DESCRIPTION OF THE TASK: Lay out the stretch from the line containing "Query: young wrestler on mat" through the end of the entries as a Markdown table with two columns, Row and Line, giving each line its own numbered row. Skip blank lines and leave the pictures out.

#### DATASET CONTENT

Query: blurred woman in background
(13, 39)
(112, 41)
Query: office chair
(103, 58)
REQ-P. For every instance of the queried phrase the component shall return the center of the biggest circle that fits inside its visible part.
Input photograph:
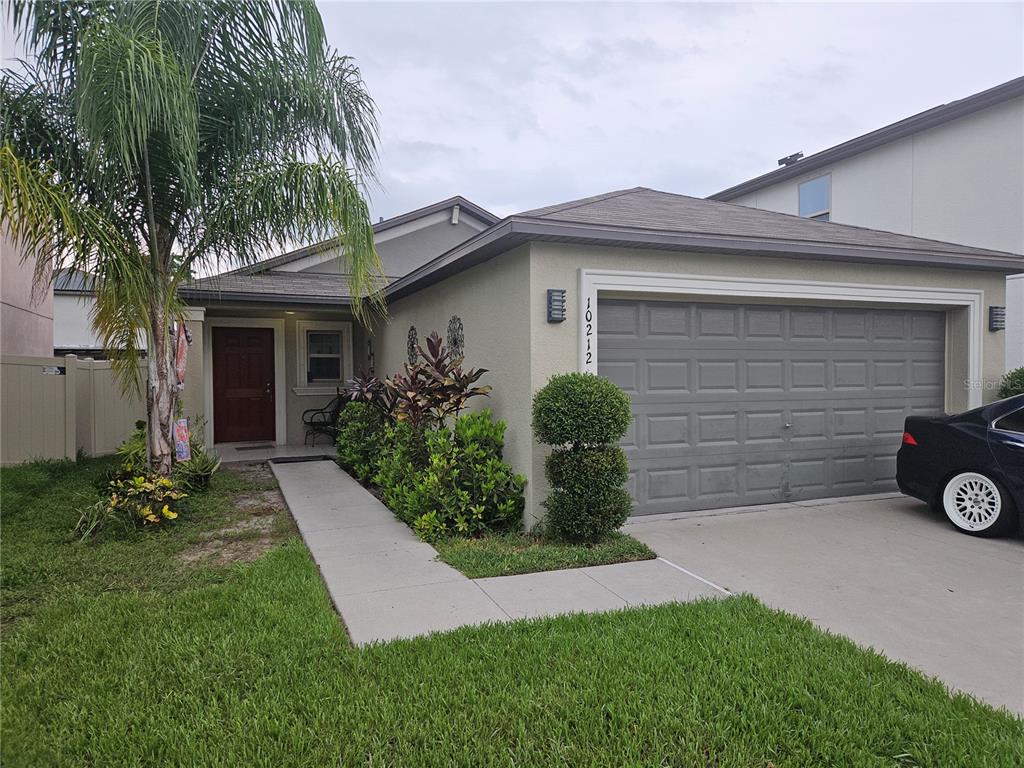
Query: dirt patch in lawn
(259, 521)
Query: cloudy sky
(517, 105)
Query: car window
(1012, 422)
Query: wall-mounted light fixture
(556, 305)
(996, 318)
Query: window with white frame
(815, 198)
(323, 356)
(325, 353)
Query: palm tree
(147, 139)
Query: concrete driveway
(883, 570)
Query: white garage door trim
(594, 281)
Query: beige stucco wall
(195, 397)
(554, 347)
(502, 303)
(26, 311)
(495, 303)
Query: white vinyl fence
(52, 407)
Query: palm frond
(47, 221)
(130, 90)
(272, 206)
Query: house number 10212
(589, 332)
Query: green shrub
(582, 416)
(466, 488)
(599, 468)
(140, 501)
(586, 516)
(195, 474)
(403, 456)
(360, 428)
(1013, 383)
(582, 410)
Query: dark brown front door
(243, 384)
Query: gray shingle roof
(649, 209)
(292, 288)
(466, 206)
(647, 218)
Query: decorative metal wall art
(456, 336)
(414, 342)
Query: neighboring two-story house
(953, 173)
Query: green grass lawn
(506, 554)
(134, 650)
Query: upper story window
(815, 198)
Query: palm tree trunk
(160, 391)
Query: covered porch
(273, 347)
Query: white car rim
(972, 501)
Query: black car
(971, 465)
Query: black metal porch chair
(323, 421)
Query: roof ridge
(559, 207)
(942, 246)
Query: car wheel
(975, 504)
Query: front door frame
(280, 386)
(707, 288)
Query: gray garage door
(739, 404)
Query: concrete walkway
(387, 584)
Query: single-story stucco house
(769, 357)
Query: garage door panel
(751, 404)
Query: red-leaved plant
(434, 387)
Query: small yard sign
(182, 449)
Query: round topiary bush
(600, 468)
(587, 517)
(1013, 383)
(581, 410)
(583, 416)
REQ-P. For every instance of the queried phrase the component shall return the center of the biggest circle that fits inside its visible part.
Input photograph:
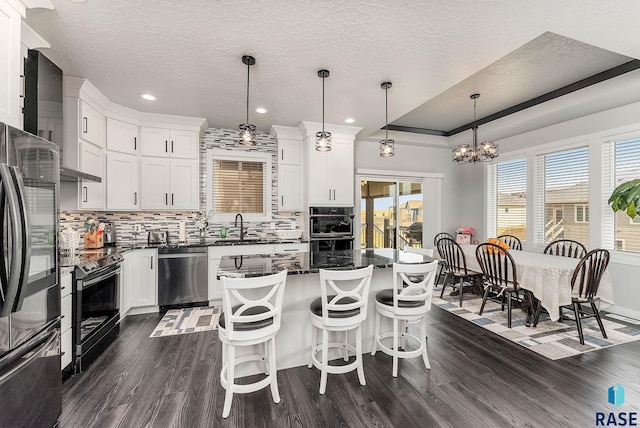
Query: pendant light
(485, 153)
(387, 146)
(247, 130)
(323, 139)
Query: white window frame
(585, 210)
(213, 154)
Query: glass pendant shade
(323, 138)
(387, 146)
(323, 141)
(247, 130)
(486, 152)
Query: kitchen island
(293, 341)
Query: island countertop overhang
(309, 263)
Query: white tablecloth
(548, 277)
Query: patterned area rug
(188, 320)
(552, 339)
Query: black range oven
(331, 229)
(96, 309)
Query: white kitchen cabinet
(170, 143)
(289, 152)
(122, 181)
(289, 187)
(66, 310)
(143, 272)
(92, 124)
(216, 253)
(11, 66)
(122, 136)
(169, 184)
(92, 194)
(331, 176)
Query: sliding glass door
(391, 213)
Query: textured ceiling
(188, 53)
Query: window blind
(239, 186)
(511, 198)
(562, 196)
(626, 166)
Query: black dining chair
(586, 277)
(441, 263)
(500, 276)
(456, 267)
(566, 248)
(513, 242)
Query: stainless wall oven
(96, 314)
(331, 229)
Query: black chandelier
(486, 152)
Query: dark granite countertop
(81, 255)
(303, 263)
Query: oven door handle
(333, 238)
(93, 281)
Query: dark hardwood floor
(477, 379)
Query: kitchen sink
(239, 242)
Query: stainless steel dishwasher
(182, 276)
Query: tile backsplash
(126, 221)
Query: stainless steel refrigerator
(30, 380)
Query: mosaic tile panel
(126, 221)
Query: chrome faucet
(242, 230)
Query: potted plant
(626, 197)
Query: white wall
(462, 191)
(593, 130)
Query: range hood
(43, 111)
(71, 175)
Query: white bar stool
(341, 307)
(409, 304)
(252, 310)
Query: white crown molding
(176, 122)
(42, 4)
(285, 132)
(31, 39)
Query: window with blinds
(562, 196)
(238, 185)
(510, 196)
(626, 167)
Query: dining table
(547, 276)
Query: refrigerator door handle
(41, 345)
(13, 280)
(26, 239)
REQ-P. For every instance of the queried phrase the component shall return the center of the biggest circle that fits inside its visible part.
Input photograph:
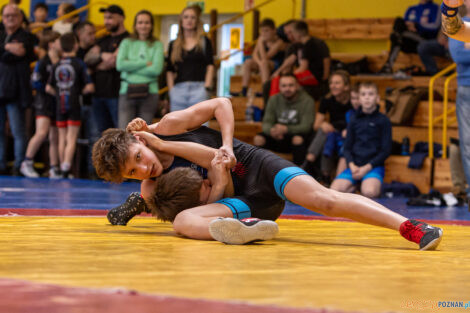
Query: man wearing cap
(102, 58)
(16, 53)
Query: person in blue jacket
(367, 146)
(420, 22)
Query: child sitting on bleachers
(367, 146)
(334, 145)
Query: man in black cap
(102, 59)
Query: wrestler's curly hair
(110, 153)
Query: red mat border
(19, 296)
(78, 212)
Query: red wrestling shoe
(428, 237)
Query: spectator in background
(85, 32)
(25, 21)
(335, 104)
(102, 59)
(368, 144)
(428, 49)
(45, 109)
(286, 32)
(355, 103)
(190, 71)
(16, 53)
(40, 14)
(66, 25)
(311, 57)
(267, 56)
(460, 52)
(288, 119)
(421, 22)
(69, 79)
(140, 61)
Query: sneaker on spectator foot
(133, 206)
(428, 237)
(237, 232)
(27, 170)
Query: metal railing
(69, 15)
(444, 116)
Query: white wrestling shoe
(237, 232)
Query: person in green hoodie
(140, 61)
(288, 120)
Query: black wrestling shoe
(428, 237)
(133, 206)
(237, 232)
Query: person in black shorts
(44, 105)
(68, 80)
(263, 179)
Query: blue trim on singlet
(239, 208)
(284, 176)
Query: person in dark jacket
(367, 146)
(16, 53)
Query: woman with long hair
(140, 61)
(190, 69)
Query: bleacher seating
(434, 172)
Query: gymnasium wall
(279, 10)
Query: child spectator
(45, 109)
(335, 104)
(69, 78)
(368, 143)
(267, 56)
(66, 25)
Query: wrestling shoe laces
(237, 232)
(133, 206)
(428, 237)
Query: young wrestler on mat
(261, 180)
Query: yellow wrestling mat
(340, 265)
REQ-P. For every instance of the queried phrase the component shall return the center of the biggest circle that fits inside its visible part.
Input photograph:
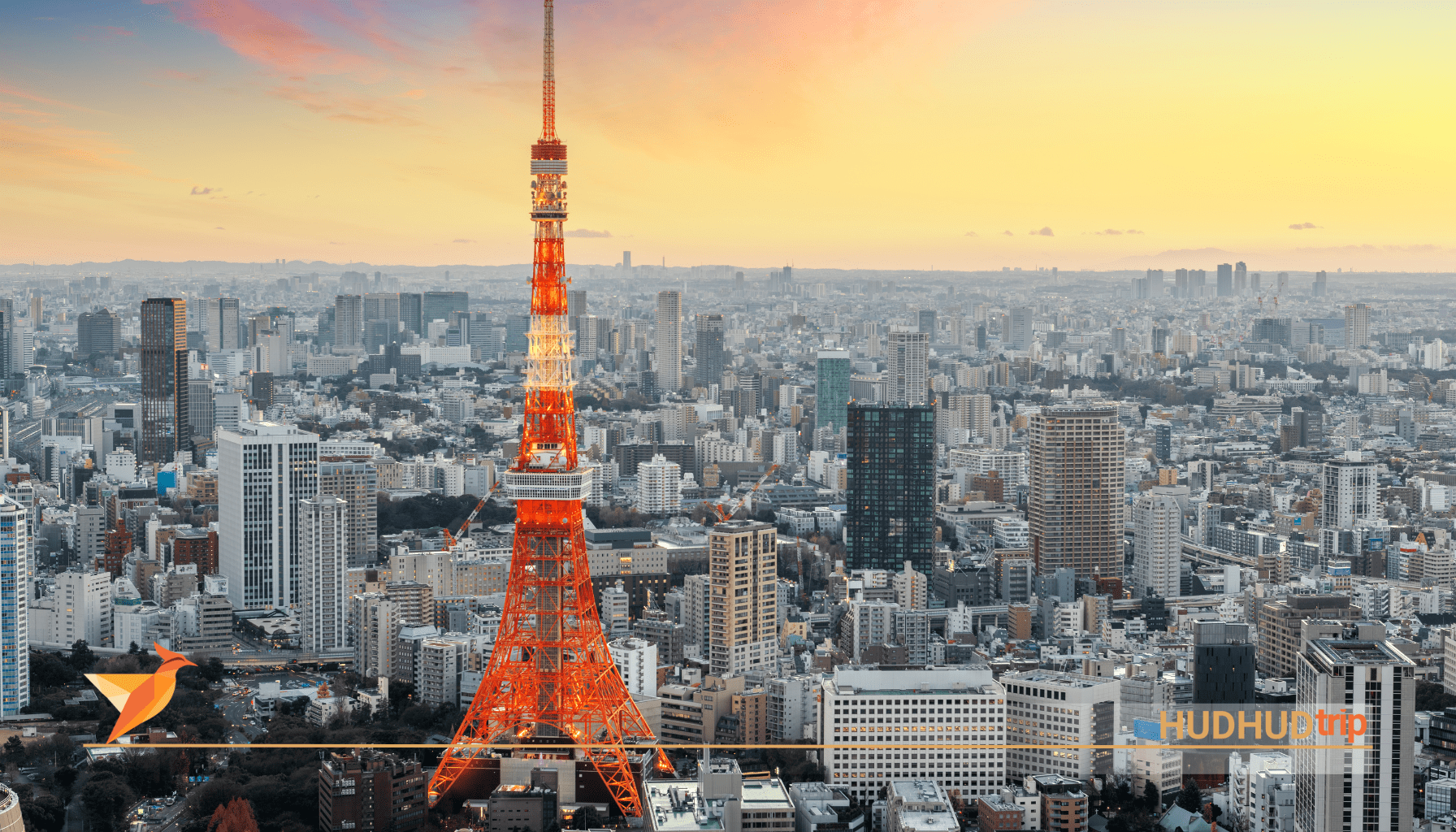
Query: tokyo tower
(551, 679)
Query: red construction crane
(465, 528)
(728, 514)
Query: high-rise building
(98, 332)
(264, 472)
(354, 481)
(165, 414)
(669, 340)
(349, 323)
(323, 569)
(1350, 494)
(15, 615)
(891, 487)
(977, 733)
(832, 391)
(1224, 279)
(1077, 490)
(1224, 663)
(220, 321)
(1053, 708)
(708, 356)
(382, 306)
(200, 409)
(1158, 543)
(743, 563)
(1366, 784)
(440, 305)
(371, 790)
(411, 312)
(1021, 327)
(926, 323)
(1281, 628)
(908, 366)
(1358, 325)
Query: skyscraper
(264, 472)
(832, 391)
(908, 365)
(220, 323)
(744, 615)
(1367, 784)
(439, 305)
(1358, 325)
(1021, 327)
(323, 570)
(349, 323)
(15, 617)
(1077, 490)
(1350, 496)
(410, 312)
(1158, 544)
(708, 356)
(357, 484)
(891, 486)
(98, 332)
(1224, 663)
(669, 340)
(165, 414)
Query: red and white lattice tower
(551, 678)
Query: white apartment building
(637, 662)
(945, 725)
(15, 609)
(264, 471)
(77, 608)
(660, 487)
(743, 564)
(1060, 710)
(1363, 674)
(1008, 464)
(1158, 544)
(323, 551)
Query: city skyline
(319, 132)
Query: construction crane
(465, 528)
(727, 514)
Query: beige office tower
(743, 583)
(322, 551)
(1366, 784)
(669, 340)
(909, 362)
(1077, 490)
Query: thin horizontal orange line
(568, 747)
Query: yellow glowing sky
(825, 133)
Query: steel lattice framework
(551, 677)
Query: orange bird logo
(140, 696)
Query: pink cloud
(257, 32)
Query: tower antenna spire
(549, 76)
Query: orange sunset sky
(825, 133)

########

SOLUTION FOR THIS EXERCISE:
| Row | Line |
|---|---|
| 1 | Query: young wrestler on mat |
| 2 | (261, 180) |
| 3 | Query: yellow wrestling mat |
| 4 | (340, 265) |
| 5 | REQ-P. For every instance of the queried phrase the component shall return the center of the biggest circle that fits inside its visible part. |
| 6 | Input photograph: |
| 7 | Query: tokyo tower |
| 8 | (551, 679) |
| 9 | Query: red construction crane |
| 10 | (465, 528) |
| 11 | (728, 514) |
| 12 | Query: high-rise building |
| 13 | (98, 332) |
| 14 | (264, 472) |
| 15 | (354, 481) |
| 16 | (165, 414) |
| 17 | (669, 340) |
| 18 | (349, 323) |
| 19 | (323, 569) |
| 20 | (1350, 494) |
| 21 | (15, 615) |
| 22 | (891, 487) |
| 23 | (977, 733) |
| 24 | (832, 391) |
| 25 | (1224, 279) |
| 26 | (1077, 490) |
| 27 | (1224, 663) |
| 28 | (220, 321) |
| 29 | (1053, 708) |
| 30 | (708, 356) |
| 31 | (382, 306) |
| 32 | (200, 409) |
| 33 | (1158, 543) |
| 34 | (743, 563) |
| 35 | (1366, 784) |
| 36 | (440, 305) |
| 37 | (371, 790) |
| 38 | (411, 312) |
| 39 | (1021, 327) |
| 40 | (926, 323) |
| 41 | (1281, 628) |
| 42 | (908, 366) |
| 43 | (1358, 325) |
| 44 | Query: skyscraper |
| 45 | (264, 472) |
| 46 | (832, 391) |
| 47 | (908, 365) |
| 48 | (220, 323) |
| 49 | (744, 615) |
| 50 | (1367, 784) |
| 51 | (439, 305) |
| 52 | (1358, 325) |
| 53 | (1021, 327) |
| 54 | (323, 570) |
| 55 | (349, 323) |
| 56 | (15, 617) |
| 57 | (1077, 490) |
| 58 | (1350, 496) |
| 59 | (410, 312) |
| 60 | (1158, 544) |
| 61 | (708, 356) |
| 62 | (357, 484) |
| 63 | (891, 486) |
| 64 | (98, 332) |
| 65 | (1224, 663) |
| 66 | (669, 340) |
| 67 | (165, 414) |
| 68 | Query: red and white lattice tower |
| 69 | (551, 678) |
| 70 | Query: white apartment building |
| 71 | (637, 662) |
| 72 | (945, 725) |
| 73 | (15, 609) |
| 74 | (264, 471) |
| 75 | (77, 608) |
| 76 | (660, 487) |
| 77 | (743, 564) |
| 78 | (1060, 710) |
| 79 | (1363, 674) |
| 80 | (1008, 464) |
| 81 | (1158, 544) |
| 82 | (323, 551) |
| 83 | Query: city skyline |
| 84 | (319, 132) |
| 85 | Query: construction crane |
| 86 | (465, 528) |
| 87 | (727, 514) |
| 88 | Query: beige office tower |
| 89 | (743, 583) |
| 90 | (322, 551) |
| 91 | (1366, 784) |
| 92 | (669, 340) |
| 93 | (909, 362) |
| 94 | (1077, 490) |
| 95 | Query: thin horizontal orange line |
| 96 | (568, 747) |
| 97 | Query: yellow glowing sky |
| 98 | (825, 133) |
| 99 | Query: steel lattice framework |
| 100 | (551, 677) |
| 101 | Query: orange bird logo |
| 102 | (140, 696) |
| 103 | Query: pink cloud |
| 104 | (257, 32) |
| 105 | Query: tower antenna spire |
| 106 | (549, 76) |
| 107 | Query: orange sunset sky |
| 108 | (825, 133) |